- _Work required_: Each line of the data below holding the word "image" must be copied.

- _Data extracts_:
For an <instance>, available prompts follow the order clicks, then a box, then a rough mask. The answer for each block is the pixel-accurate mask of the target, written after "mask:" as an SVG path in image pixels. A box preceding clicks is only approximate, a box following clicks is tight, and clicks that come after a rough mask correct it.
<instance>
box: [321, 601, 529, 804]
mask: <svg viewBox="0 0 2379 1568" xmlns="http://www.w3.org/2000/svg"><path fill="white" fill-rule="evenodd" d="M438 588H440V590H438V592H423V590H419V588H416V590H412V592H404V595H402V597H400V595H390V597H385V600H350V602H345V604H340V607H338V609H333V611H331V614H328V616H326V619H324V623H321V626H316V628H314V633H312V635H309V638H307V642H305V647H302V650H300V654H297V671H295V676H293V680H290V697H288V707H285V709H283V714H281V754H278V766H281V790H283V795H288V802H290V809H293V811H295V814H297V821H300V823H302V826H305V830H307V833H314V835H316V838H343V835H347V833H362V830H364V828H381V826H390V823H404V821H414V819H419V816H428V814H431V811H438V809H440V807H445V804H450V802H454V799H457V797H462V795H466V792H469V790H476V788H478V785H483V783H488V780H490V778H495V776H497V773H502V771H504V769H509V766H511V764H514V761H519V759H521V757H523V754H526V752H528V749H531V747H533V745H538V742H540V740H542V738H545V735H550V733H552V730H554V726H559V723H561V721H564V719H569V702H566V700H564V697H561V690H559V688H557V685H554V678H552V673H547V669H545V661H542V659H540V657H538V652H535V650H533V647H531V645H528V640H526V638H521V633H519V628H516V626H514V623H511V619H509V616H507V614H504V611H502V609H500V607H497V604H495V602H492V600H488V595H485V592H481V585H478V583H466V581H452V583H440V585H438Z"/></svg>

* * *

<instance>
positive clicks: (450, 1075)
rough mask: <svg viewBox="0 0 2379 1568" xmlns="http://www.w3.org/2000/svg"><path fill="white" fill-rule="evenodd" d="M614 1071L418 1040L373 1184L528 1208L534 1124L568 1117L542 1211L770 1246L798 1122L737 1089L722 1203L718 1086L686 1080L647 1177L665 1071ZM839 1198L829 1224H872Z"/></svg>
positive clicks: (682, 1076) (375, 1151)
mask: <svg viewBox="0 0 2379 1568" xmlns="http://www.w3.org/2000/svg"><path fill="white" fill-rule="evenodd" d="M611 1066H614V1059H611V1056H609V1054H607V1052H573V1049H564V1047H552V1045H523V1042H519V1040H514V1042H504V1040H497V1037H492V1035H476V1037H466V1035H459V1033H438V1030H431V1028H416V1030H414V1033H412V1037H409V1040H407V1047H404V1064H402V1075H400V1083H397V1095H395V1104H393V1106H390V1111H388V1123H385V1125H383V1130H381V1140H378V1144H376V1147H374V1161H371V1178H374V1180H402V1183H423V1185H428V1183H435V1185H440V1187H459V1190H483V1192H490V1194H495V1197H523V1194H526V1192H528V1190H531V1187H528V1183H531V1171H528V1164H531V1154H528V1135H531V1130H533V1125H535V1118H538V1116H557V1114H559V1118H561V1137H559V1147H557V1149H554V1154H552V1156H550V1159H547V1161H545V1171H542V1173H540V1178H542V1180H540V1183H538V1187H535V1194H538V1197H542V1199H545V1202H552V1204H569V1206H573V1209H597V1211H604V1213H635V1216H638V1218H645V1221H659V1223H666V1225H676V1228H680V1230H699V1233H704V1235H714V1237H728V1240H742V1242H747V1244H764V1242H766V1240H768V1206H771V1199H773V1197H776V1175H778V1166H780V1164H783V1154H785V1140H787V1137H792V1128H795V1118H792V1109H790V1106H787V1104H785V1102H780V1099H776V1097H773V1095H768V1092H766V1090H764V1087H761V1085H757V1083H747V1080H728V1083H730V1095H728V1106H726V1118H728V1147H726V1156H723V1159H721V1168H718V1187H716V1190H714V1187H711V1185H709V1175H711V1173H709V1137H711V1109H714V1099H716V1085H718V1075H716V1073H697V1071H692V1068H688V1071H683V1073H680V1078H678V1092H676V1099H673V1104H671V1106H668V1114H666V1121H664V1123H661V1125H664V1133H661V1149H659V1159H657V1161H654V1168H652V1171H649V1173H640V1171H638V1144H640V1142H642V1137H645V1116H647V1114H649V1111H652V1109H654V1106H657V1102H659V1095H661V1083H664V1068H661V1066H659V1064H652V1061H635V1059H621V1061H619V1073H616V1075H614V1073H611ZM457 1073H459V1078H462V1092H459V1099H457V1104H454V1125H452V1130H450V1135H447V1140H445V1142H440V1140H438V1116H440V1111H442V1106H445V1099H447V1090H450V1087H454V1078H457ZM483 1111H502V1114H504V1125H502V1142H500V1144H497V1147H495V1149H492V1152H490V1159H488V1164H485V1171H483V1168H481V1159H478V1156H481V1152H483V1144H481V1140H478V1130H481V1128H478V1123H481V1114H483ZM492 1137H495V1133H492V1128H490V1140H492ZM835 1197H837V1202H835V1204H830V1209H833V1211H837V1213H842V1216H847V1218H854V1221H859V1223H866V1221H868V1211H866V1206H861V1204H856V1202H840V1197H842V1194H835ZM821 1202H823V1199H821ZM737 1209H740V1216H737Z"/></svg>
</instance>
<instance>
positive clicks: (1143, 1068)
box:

* * *

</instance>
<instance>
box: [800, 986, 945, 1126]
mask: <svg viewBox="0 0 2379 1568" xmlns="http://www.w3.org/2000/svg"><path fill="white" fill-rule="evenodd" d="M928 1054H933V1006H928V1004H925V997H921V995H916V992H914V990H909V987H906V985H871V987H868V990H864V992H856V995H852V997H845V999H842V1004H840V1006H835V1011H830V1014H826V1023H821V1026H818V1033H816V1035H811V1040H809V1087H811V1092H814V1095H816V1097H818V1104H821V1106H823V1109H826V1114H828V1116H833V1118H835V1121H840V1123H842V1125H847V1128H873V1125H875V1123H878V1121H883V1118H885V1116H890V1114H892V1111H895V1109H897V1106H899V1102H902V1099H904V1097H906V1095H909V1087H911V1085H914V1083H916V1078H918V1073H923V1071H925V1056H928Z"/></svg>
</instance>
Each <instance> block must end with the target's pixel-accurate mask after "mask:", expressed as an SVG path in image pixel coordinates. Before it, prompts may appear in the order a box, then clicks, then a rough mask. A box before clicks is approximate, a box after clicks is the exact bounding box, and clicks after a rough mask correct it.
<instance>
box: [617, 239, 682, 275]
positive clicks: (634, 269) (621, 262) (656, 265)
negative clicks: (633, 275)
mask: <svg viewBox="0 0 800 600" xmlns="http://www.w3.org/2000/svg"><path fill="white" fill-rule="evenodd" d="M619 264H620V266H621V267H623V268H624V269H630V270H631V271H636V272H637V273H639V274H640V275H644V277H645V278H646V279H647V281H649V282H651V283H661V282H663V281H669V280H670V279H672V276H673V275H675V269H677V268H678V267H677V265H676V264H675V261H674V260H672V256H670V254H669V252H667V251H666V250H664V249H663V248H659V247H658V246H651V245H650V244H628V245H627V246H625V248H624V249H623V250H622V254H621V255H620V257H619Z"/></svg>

- _Result of the task_:
For an <instance>, available prompts follow the order clicks, then a box, then a rough mask. The answer for each block is the pixel-accurate mask of the target, written after "mask:" as an SVG path in image pixels. A box preceding clicks is only approximate, a box following clicks is tight, and clicks that come after a rough mask correct it.
Each <instance> block must end with the target's pixel-accurate mask after "mask:", expressed as an SVG path in image pixel coordinates. Before it, prompts may appear in the order a box, then clicks, then a rough mask. A box before clicks is approximate, a box after clicks is the exact bounding box, and clicks after a rough mask correct it.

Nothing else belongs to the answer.